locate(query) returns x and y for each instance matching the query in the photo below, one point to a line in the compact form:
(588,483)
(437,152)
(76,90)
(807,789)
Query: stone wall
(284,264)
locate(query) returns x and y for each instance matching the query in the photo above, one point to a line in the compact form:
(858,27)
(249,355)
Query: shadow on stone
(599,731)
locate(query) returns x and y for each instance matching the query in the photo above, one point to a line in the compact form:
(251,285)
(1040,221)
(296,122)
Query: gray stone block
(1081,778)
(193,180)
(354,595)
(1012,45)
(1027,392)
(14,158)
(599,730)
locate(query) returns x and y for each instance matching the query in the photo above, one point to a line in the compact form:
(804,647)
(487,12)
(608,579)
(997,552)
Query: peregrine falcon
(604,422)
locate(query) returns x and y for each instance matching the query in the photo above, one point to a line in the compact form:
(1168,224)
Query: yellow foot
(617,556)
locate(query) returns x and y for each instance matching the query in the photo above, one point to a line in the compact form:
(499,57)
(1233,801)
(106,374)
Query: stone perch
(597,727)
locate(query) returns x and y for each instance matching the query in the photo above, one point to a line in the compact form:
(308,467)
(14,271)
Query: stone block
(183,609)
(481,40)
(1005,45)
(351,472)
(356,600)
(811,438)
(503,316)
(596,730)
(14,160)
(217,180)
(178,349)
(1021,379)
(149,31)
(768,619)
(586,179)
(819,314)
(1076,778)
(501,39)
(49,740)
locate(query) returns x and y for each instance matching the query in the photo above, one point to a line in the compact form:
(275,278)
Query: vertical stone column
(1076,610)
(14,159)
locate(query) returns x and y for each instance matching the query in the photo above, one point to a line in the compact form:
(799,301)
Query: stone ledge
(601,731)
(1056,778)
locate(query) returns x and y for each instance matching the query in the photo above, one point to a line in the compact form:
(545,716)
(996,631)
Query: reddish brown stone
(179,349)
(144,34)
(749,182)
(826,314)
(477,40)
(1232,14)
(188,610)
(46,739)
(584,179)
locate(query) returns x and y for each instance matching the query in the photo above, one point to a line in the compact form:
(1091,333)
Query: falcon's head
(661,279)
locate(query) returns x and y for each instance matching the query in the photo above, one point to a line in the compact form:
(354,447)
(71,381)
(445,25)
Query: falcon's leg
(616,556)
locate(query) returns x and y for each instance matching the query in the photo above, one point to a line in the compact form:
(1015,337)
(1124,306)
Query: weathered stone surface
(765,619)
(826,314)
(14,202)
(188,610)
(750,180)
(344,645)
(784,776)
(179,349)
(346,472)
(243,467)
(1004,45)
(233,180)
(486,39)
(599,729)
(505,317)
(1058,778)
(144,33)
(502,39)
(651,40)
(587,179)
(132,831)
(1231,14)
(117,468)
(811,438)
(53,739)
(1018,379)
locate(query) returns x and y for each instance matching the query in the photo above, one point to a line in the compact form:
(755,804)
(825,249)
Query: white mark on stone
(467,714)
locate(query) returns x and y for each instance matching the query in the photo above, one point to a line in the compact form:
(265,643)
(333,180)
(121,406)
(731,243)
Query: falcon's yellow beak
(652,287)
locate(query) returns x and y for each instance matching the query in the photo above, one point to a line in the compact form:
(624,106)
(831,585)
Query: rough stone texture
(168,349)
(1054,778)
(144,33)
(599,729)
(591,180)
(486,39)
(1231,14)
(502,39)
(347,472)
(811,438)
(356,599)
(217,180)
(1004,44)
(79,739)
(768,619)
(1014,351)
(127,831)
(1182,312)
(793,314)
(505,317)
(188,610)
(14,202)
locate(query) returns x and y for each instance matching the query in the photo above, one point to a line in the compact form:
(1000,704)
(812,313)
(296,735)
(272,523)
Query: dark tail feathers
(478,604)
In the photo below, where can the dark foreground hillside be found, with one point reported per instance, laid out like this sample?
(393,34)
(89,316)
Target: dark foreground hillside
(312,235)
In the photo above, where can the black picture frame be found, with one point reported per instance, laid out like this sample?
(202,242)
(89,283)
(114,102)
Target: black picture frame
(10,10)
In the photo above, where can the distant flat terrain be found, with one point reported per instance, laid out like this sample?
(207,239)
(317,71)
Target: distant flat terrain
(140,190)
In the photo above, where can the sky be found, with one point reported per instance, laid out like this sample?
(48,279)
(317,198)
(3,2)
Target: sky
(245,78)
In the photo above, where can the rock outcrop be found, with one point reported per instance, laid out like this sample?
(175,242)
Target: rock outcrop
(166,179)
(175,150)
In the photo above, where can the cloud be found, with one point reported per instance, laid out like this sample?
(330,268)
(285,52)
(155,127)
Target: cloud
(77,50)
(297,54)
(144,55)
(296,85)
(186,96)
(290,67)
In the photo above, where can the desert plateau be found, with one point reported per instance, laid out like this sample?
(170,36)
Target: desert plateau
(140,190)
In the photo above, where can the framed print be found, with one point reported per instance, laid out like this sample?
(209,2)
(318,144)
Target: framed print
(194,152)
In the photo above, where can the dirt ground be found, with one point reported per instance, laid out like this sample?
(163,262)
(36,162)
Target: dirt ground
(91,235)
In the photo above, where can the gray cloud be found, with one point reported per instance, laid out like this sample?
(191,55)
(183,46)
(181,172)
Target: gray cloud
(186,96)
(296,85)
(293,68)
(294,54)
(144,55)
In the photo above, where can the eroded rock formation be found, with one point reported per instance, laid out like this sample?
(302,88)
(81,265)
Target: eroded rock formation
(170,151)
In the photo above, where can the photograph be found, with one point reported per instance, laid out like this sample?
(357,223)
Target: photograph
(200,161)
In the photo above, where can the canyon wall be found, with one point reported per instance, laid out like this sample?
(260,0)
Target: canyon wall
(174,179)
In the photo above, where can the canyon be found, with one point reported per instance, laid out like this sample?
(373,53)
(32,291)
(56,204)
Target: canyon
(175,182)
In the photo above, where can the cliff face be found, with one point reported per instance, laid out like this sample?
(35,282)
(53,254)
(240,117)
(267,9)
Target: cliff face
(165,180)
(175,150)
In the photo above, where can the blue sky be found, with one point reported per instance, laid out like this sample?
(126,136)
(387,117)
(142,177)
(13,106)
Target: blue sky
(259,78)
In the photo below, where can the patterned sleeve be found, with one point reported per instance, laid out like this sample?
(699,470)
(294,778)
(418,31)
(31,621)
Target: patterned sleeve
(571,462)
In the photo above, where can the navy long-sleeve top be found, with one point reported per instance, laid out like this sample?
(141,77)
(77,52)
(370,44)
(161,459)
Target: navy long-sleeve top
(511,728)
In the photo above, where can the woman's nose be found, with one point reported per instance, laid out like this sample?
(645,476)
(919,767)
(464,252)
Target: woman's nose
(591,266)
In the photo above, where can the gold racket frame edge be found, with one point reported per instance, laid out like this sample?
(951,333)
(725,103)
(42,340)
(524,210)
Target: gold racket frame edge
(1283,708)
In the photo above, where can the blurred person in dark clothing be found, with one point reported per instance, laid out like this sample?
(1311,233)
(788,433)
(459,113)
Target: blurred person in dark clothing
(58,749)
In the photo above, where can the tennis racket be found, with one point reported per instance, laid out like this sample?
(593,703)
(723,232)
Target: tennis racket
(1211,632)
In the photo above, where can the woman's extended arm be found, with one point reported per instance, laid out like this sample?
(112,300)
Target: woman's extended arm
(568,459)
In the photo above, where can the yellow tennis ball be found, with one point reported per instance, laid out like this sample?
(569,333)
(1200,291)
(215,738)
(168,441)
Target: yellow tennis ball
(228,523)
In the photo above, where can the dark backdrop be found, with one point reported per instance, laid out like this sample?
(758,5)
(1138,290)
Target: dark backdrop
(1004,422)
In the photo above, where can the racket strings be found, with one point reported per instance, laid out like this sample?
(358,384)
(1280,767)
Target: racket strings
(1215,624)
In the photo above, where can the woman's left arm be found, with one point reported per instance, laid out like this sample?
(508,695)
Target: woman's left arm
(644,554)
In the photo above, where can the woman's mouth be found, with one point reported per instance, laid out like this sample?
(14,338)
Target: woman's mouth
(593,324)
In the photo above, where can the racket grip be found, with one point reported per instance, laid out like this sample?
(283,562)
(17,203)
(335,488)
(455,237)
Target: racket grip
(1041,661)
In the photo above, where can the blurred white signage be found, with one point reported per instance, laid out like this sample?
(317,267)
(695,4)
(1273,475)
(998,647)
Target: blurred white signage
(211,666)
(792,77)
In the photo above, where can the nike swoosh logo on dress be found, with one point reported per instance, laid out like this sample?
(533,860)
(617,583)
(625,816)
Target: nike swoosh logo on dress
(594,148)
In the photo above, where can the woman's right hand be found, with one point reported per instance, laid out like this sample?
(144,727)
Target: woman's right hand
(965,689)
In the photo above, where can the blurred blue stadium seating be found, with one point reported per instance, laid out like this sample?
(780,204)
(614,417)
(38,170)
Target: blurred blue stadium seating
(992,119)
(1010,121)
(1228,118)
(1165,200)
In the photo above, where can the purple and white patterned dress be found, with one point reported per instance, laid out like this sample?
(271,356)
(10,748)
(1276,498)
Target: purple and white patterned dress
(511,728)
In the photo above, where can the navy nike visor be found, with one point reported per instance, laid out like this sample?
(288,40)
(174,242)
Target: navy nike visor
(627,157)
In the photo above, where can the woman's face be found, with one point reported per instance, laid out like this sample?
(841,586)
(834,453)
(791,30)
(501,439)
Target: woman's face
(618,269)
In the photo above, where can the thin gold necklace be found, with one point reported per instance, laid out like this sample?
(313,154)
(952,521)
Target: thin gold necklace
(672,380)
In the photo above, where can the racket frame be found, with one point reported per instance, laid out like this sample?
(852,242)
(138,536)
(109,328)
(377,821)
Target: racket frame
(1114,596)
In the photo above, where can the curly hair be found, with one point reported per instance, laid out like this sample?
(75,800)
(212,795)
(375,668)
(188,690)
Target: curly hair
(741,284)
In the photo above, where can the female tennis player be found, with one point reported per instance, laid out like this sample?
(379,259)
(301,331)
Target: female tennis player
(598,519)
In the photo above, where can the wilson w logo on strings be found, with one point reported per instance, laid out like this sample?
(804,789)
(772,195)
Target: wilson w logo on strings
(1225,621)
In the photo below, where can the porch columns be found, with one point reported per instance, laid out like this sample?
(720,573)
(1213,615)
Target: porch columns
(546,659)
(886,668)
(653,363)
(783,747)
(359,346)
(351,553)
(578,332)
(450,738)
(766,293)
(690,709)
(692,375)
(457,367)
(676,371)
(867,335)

========================

§ Assignment
Across the data, find each line that has "below" in it and copy that line.

§ Exercise solution
locate(query) returns x and y for each instance matching the query in the photo below, one point to a line in the compact form:
In the photo below, where can the dark foreground hillside be found, with one point reported per instance, laid out like this sample?
In the photo below, where can the patterned sleeve be found, with one point reported per instance, laid out like this sample?
In the photo below, where can the porch columns be found, with one point reported per instance, laid out like this sample?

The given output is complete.